++++ Input for this task
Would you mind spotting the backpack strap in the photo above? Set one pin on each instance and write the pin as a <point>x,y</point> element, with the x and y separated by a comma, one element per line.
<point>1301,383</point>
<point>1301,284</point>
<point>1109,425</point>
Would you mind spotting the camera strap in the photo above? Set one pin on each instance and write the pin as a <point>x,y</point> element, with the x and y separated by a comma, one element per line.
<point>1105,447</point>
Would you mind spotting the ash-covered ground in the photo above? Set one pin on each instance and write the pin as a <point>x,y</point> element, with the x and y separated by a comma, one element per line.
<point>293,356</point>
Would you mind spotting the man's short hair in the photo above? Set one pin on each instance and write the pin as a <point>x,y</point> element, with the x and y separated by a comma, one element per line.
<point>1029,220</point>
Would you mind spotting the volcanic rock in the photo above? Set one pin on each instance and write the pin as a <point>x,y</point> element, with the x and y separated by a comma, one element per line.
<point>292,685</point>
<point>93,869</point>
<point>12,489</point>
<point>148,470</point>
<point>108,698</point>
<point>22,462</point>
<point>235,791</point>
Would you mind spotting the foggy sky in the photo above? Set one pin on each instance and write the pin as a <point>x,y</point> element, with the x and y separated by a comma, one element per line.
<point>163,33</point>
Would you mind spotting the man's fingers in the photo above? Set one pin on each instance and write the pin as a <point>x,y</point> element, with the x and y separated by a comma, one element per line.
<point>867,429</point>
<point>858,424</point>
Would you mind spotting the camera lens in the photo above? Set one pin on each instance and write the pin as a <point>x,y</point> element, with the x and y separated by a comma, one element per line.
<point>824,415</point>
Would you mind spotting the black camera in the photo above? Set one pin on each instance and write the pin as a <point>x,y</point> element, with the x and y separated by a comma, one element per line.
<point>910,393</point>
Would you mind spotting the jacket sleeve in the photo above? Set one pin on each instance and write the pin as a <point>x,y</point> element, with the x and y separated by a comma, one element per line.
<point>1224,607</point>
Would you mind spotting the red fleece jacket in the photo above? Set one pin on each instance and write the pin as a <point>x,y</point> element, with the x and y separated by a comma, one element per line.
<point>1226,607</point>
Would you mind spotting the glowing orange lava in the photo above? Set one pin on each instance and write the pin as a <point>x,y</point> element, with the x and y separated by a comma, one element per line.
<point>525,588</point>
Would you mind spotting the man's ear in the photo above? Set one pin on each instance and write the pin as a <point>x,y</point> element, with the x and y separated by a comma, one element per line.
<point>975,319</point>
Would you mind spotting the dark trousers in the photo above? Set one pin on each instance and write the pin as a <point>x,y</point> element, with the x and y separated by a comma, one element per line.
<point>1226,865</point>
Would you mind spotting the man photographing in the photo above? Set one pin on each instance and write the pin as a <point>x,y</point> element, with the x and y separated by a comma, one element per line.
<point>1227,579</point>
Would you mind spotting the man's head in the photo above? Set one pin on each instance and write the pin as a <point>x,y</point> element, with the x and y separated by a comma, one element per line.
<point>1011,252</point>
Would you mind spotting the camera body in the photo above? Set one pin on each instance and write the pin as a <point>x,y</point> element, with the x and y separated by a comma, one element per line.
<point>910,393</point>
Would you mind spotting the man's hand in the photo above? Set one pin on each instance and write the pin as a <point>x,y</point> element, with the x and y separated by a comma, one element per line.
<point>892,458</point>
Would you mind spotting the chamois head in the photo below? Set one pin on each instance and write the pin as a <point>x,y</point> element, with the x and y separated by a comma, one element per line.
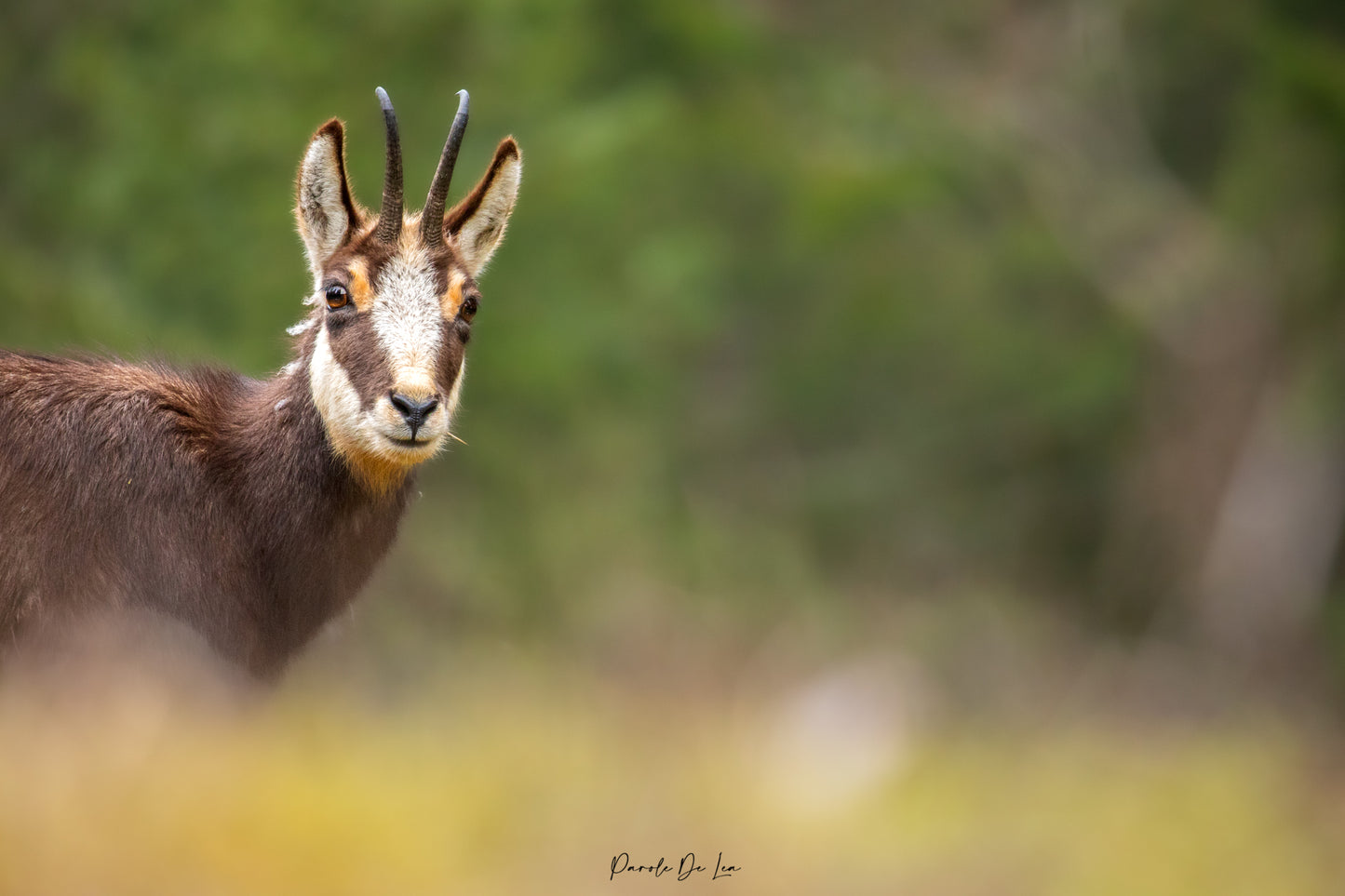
<point>395,296</point>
++++++++
## What is needed
Pull out the entries from the very first line through the line containing "<point>1105,447</point>", both ends included, and reproduce those lines unchanged.

## Output for this exercise
Would you mind spotting the backpack strap in the photo above? Set one pin on each instance and write the pin as a <point>x,y</point> element, with the x and y separated by a comma, one element per line.
<point>1301,383</point>
<point>1301,284</point>
<point>1109,425</point>
Would you mind spotting the camera strap in the photo above? Set one pin on each instance and write the pin as a <point>x,y</point> element, with the x and y separated by a comma, one element per line.
<point>1105,447</point>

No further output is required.